* DIRECTIONS: Copy all of the records below word for word, leaving the pictures out of your copy.

[Begin DATA EXCERPTS]

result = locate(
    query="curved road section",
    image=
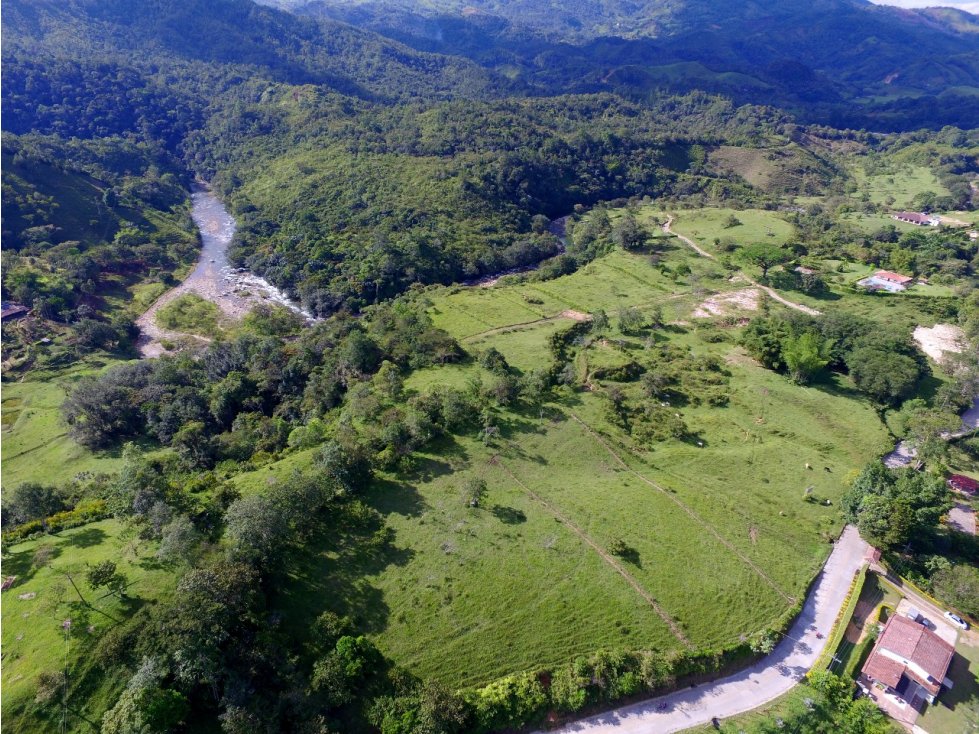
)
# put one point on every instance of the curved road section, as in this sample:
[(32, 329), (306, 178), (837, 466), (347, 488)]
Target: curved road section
[(762, 682)]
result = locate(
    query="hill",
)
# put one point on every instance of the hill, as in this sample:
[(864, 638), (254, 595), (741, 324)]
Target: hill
[(817, 58)]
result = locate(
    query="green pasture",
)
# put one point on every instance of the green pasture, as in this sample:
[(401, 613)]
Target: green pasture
[(37, 606), (468, 594), (954, 711), (703, 226), (36, 444), (902, 182)]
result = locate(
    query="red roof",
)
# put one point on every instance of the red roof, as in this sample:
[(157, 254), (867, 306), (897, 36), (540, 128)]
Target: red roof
[(963, 483), (893, 277), (907, 648)]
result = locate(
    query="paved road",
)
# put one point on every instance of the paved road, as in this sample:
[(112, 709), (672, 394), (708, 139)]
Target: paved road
[(757, 685)]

[End DATA EXCERPTS]

* SOLUTION:
result = locate(
    query="curved road section",
    image=
)
# put one point on every instance of the curved road section, as in this sample:
[(32, 329), (306, 178), (837, 466), (347, 488)]
Target: curved road section
[(762, 682)]
result = locate(
    query="hill",
)
# put one point on every instance of the hill, as in this sample:
[(864, 638), (254, 595), (741, 324)]
Target: hill
[(817, 58)]
result = locate(
    query="green pasture",
)
# put one point on every instance of the green pasture, as in this sample:
[(401, 613)]
Target: green pasture
[(37, 606), (468, 594), (954, 711), (703, 226), (36, 444), (902, 182)]
result = locate(
    query="red roof",
)
# put one point on every instance of the red roof, as in this sample:
[(157, 254), (867, 306), (897, 36), (540, 128)]
Target: red roof
[(963, 483), (893, 277), (907, 648)]
result = locate(
    query="paved road",
)
# put one point on every instance of the paved road, as in this sample:
[(112, 709), (672, 394), (708, 139)]
Target: paved road
[(757, 685)]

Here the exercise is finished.